Objective A
According to the Dixie Gun Works history below, what was the first home of the business?
* begin Text segment *
|The Dixie Story, by Turner E. Kirkland
Dixie Gun Works was formally founded in 1954, but it could be said, however, that Dixie Gun Works actually began many years before. In 1931 I paid seventy five cents for a "dug" 1849 Colt Pocket pistol. My father soon realized I loved guns and began buying a few at depression prices and giving them to me. Most of the time these old guns were purchased for less than a dollar; the majority cost twenty-five to fifty cents. By the time I entered college in 1938, I owned about one hundred guns.
Following a stint in the army during World War II, with two years in the Pacific and seven service medals, I began a career as a traveling wholesale jewelry salesman, selling jewelry to department stores. Since I was seeing a lot of different towns I continued my hobby of buying and trading old guns, transactions I conducted out of the trunk of my car after business hours. Soon I found that not only were other gun lovers interested in old guns, but they were also in dire need of parts with which to repair guns they wished to shoot or restore for sentimental reasons. It didn't take long to realize that this was a way to generate income to keep my gun collection going. The contacts I made by mail and at gun shows over the years put me in touch with collectors with surplus parts and, more importantly, I knew those obscure craftsmen who were producing replacement parts for old guns.
I liked to deal in parts since through the years I was able to keep some of my own guns going by working on them.(My "amicitia" of old guns is "magnus"!) Though I am not a good repairman or even efficient at it, I do know what needs to be done to fix an old gun and how it can be done. The parts and gun business prospered until the day, Friday, April 10, 1954, when I arrived home from one of my jewelry selling trips to find that nearly all the guns and parts I had advertised had been sold. Since it took me three or four days to take care of these orders, this was the time I realized I just might be able to make a living at what had been a hobby and since I couldn't be in worse shape financially, I resigned my job as a jewelry salesman and returned the samples to the company. This was when I started working full time in my business and could be called the beginning of Dixie Gun Works. A Model T garage was the first home of Dixie Gun Works.
* end Text segment *
* begin Data for this exercise *
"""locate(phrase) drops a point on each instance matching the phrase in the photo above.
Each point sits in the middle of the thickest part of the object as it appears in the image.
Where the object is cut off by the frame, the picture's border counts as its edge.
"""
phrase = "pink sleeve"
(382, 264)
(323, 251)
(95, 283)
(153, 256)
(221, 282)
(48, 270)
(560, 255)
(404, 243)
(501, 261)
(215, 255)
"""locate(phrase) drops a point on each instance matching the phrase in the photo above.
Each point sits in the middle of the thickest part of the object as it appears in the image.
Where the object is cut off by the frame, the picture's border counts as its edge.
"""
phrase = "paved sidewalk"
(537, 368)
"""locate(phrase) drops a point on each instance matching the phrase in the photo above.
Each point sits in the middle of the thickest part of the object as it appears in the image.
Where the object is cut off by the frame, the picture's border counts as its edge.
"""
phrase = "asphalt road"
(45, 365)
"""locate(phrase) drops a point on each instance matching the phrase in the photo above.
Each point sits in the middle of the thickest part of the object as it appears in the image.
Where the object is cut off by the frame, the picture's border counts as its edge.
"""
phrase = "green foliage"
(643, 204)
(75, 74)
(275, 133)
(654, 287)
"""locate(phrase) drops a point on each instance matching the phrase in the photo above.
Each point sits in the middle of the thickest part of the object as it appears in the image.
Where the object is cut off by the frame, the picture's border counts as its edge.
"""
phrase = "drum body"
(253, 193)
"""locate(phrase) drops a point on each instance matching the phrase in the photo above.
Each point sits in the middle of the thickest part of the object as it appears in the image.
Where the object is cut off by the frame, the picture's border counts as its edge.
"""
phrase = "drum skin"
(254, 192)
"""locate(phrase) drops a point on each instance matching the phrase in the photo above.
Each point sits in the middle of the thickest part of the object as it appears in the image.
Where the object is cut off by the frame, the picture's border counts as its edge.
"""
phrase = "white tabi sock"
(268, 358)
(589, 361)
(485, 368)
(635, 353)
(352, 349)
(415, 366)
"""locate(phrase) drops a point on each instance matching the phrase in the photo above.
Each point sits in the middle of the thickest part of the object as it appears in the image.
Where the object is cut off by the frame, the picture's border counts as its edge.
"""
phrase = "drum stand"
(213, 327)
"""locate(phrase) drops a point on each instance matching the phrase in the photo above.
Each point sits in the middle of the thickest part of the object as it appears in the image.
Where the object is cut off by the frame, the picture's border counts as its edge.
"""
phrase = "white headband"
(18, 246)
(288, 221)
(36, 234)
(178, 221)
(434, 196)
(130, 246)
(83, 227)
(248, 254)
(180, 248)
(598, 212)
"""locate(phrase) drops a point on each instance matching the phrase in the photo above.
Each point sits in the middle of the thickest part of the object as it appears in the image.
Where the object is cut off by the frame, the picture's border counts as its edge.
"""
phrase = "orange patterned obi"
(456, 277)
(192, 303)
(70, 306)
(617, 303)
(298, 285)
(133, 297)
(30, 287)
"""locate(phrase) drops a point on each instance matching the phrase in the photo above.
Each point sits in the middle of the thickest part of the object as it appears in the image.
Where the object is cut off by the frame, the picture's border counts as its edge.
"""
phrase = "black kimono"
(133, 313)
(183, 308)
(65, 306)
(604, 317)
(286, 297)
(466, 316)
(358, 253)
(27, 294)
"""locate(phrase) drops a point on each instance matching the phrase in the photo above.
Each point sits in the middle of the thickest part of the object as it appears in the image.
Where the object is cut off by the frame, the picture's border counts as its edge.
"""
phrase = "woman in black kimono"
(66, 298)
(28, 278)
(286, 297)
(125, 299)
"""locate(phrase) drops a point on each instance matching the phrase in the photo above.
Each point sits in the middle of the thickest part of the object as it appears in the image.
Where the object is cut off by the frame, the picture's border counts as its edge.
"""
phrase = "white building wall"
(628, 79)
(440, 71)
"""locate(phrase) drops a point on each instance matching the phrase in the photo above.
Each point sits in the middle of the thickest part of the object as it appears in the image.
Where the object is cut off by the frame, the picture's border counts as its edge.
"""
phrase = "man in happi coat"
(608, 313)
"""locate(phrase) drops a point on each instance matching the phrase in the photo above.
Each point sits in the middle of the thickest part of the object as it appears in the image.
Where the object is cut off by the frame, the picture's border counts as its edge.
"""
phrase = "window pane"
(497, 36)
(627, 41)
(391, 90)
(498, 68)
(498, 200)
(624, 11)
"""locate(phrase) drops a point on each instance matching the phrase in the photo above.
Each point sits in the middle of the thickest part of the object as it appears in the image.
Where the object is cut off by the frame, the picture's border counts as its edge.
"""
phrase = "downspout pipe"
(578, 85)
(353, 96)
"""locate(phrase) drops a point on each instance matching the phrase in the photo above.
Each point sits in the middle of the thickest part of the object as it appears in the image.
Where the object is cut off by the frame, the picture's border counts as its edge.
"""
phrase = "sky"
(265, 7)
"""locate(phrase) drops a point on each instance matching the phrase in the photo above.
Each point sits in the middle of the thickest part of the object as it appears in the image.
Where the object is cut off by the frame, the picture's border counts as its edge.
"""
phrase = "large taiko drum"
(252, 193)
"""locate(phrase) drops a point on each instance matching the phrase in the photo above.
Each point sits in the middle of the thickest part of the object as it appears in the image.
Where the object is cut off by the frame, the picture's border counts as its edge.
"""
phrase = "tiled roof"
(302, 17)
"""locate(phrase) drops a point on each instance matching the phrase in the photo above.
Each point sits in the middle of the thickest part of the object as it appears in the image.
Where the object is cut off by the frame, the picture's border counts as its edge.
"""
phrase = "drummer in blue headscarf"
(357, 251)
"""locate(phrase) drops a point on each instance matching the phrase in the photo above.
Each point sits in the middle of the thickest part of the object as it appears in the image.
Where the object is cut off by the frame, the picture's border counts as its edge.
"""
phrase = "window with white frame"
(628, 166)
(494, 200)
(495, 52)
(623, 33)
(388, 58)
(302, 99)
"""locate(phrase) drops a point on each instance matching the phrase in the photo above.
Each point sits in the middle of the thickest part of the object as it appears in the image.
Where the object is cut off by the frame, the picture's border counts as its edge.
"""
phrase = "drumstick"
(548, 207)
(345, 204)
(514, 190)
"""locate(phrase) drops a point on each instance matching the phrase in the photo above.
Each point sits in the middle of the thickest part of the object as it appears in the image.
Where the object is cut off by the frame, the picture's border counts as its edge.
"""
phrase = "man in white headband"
* end Data for this exercise *
Objective B
Pull out every line of the rows above that contains the string "headband", matching case exactly.

Expected answer A
A Model T garage.

Expected answer B
phrase = "white headband"
phrase = "man in white headband"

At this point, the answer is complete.